THE TASK:
Copy every one of the following rows verbatim, character for character. Omit the pictures from your output.

——

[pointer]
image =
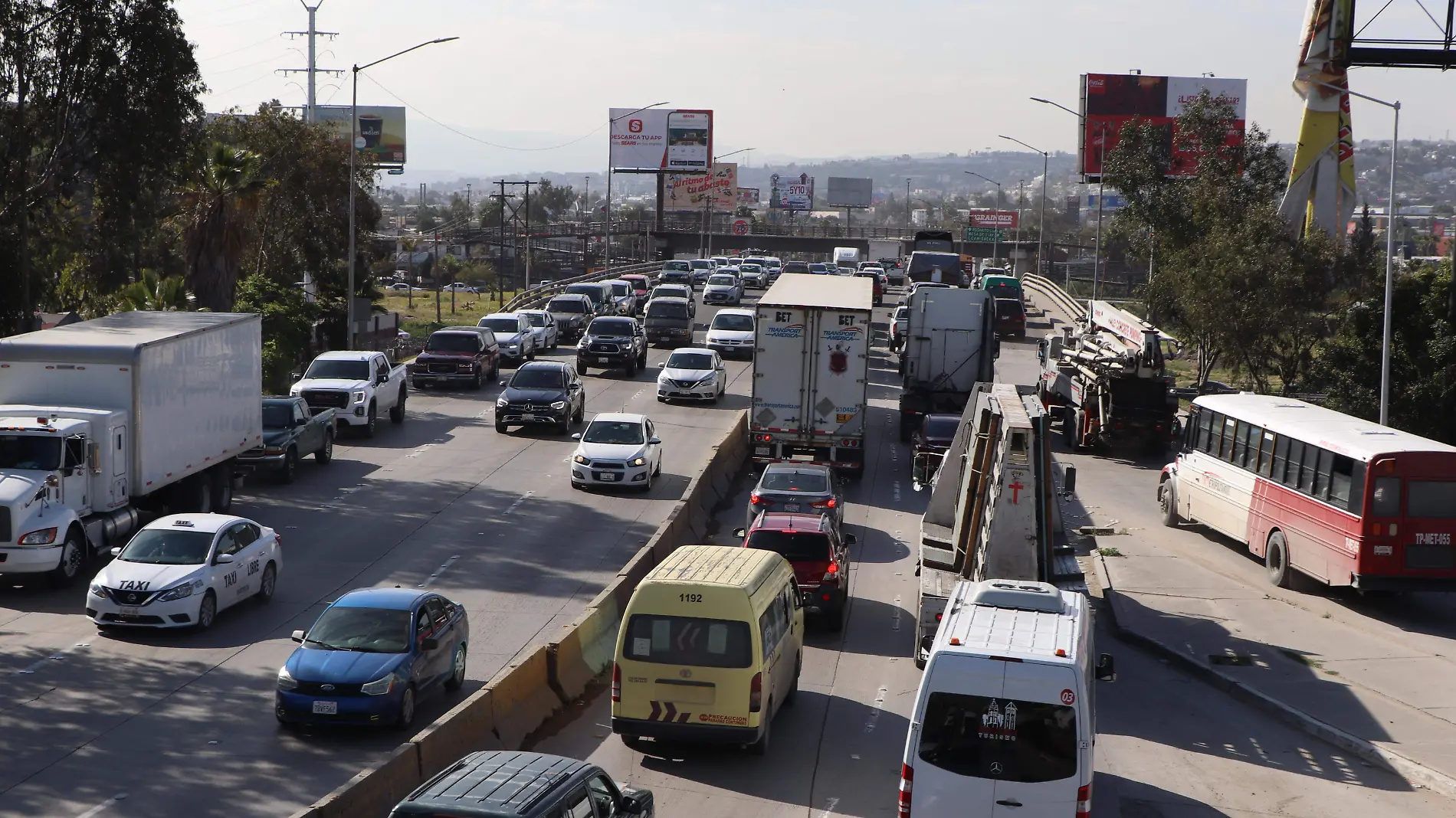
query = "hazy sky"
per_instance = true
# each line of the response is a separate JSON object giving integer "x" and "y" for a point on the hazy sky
{"x": 788, "y": 77}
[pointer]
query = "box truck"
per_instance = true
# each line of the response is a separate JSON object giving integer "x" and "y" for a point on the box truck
{"x": 103, "y": 420}
{"x": 812, "y": 371}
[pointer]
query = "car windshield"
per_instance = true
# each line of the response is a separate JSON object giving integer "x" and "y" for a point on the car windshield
{"x": 733, "y": 322}
{"x": 27, "y": 452}
{"x": 666, "y": 310}
{"x": 611, "y": 326}
{"x": 509, "y": 326}
{"x": 795, "y": 546}
{"x": 1002, "y": 740}
{"x": 276, "y": 417}
{"x": 536, "y": 378}
{"x": 369, "y": 630}
{"x": 794, "y": 482}
{"x": 344, "y": 370}
{"x": 453, "y": 342}
{"x": 619, "y": 433}
{"x": 168, "y": 546}
{"x": 690, "y": 362}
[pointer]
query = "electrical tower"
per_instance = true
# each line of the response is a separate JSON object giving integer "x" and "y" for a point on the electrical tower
{"x": 312, "y": 108}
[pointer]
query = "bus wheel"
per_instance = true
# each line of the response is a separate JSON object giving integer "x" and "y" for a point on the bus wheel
{"x": 1276, "y": 561}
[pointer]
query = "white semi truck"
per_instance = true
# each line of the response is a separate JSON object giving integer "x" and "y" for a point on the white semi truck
{"x": 103, "y": 420}
{"x": 812, "y": 371}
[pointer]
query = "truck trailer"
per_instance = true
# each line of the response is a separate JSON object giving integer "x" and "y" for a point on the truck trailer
{"x": 103, "y": 420}
{"x": 812, "y": 371}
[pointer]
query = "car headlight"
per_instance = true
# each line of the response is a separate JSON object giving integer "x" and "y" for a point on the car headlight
{"x": 379, "y": 686}
{"x": 38, "y": 538}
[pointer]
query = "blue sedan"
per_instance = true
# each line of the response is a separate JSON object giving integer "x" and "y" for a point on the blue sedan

——

CORRECT RESULT:
[pointer]
image =
query = "hazy sky"
per_instance = true
# each line of the response is a separate JSON object giving integer "x" and "y" for a point on the hazy sky
{"x": 788, "y": 77}
[pointer]
query = "box truck"
per_instance = true
# each line of the response is a separate JSON object giving integer "x" and "y" for a point on the box truck
{"x": 103, "y": 420}
{"x": 812, "y": 371}
[pointer]
query = "car windshield"
per_instance = true
# each line of the response is a separate JSON object giving integer "x" and "y" for a point on the car windshield
{"x": 733, "y": 322}
{"x": 27, "y": 452}
{"x": 666, "y": 310}
{"x": 611, "y": 326}
{"x": 509, "y": 326}
{"x": 795, "y": 546}
{"x": 1002, "y": 740}
{"x": 276, "y": 417}
{"x": 536, "y": 378}
{"x": 369, "y": 630}
{"x": 794, "y": 482}
{"x": 344, "y": 370}
{"x": 453, "y": 342}
{"x": 619, "y": 433}
{"x": 168, "y": 546}
{"x": 690, "y": 362}
[pointer]
query = "electrical tower"
per_instance = true
# each line of the response is a separate JSON object giving integer "x" and "y" for a point on the electrical tower
{"x": 312, "y": 108}
[pointer]
query = "bus wheel"
per_instance = true
# each line of the response is a separate JSON object giving integer "x" and "y" for a point on the bus wheel
{"x": 1276, "y": 561}
[pointer]
query = "white semi truck"
per_instance = true
# each line of the response is a separate JSON object giving integer "x" and "y" for a point on the white semi truck
{"x": 103, "y": 420}
{"x": 812, "y": 371}
[pointer]
query = "truck trailer"
per_instance = true
# each line of the response is a separate JSON object giving integer "x" and "y" for a point on the truck trailer
{"x": 103, "y": 420}
{"x": 812, "y": 371}
[pointer]
query = "car headlight"
per_instance = true
# each line of the response is a separate JSON object giving integer "x" and "y" for a point on the car headlight
{"x": 379, "y": 686}
{"x": 38, "y": 538}
[pointer]
query = "blue sedan"
per_instance = true
# each line of the response is a separate JSON object giving integer "x" and "y" for a point on the blue sedan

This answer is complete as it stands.